Exercise goal:
Rewrite every line of the items below, swapping "pixel coordinates" for "image coordinates" and keeping everything else unchanged. Omit the pictures from your output.

┌─ Material to process

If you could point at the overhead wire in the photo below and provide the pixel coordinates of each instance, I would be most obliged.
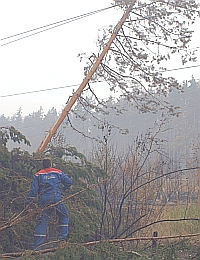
(51, 26)
(75, 85)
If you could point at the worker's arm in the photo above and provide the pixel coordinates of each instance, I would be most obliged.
(66, 181)
(33, 191)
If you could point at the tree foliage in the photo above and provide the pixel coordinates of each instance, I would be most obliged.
(155, 33)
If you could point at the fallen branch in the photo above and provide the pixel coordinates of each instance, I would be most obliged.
(118, 240)
(50, 250)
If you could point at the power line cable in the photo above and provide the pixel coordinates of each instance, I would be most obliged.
(69, 20)
(75, 85)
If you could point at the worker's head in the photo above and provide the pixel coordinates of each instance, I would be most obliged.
(46, 163)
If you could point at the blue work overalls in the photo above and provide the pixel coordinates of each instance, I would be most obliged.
(46, 185)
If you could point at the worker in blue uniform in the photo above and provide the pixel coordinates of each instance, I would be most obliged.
(46, 185)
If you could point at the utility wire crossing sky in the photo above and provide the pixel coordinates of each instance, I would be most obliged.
(40, 45)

└─

Solution:
If you could point at the overhead wire in the photo below and provide the image coordinates of each instance, I would be most obliged.
(51, 26)
(75, 85)
If you could point at the worker's arm in the photo above and provide the image coordinates of each instance, I would be most obliged.
(66, 181)
(33, 191)
If you could point at the tree foliage in the photo above and provide the image coordinates of each instance, I would be most obliged.
(155, 33)
If you could point at the fallen branch in the photo above and provide the image coordinates of each instance, I would be most obliged.
(118, 240)
(50, 250)
If you could point at the power line cable in the photo above and provide the image coordinates of each instance, I would be most obliged.
(69, 20)
(75, 85)
If you could point at the worker's head in the photo above and provide the image coordinates of each instance, I would be most obliged.
(46, 163)
If you could point at the blue work overalls in the photo above and provide the image coordinates of each instance, I would be most obliged.
(46, 185)
If you could point at the worker in blue uniform in the photo above and provide the image coordinates of each instance, I would be most obliged.
(46, 185)
If you could point at the utility wire crossing sky in the photo above and provide the image coordinates of each instance, I would be most obliged.
(40, 45)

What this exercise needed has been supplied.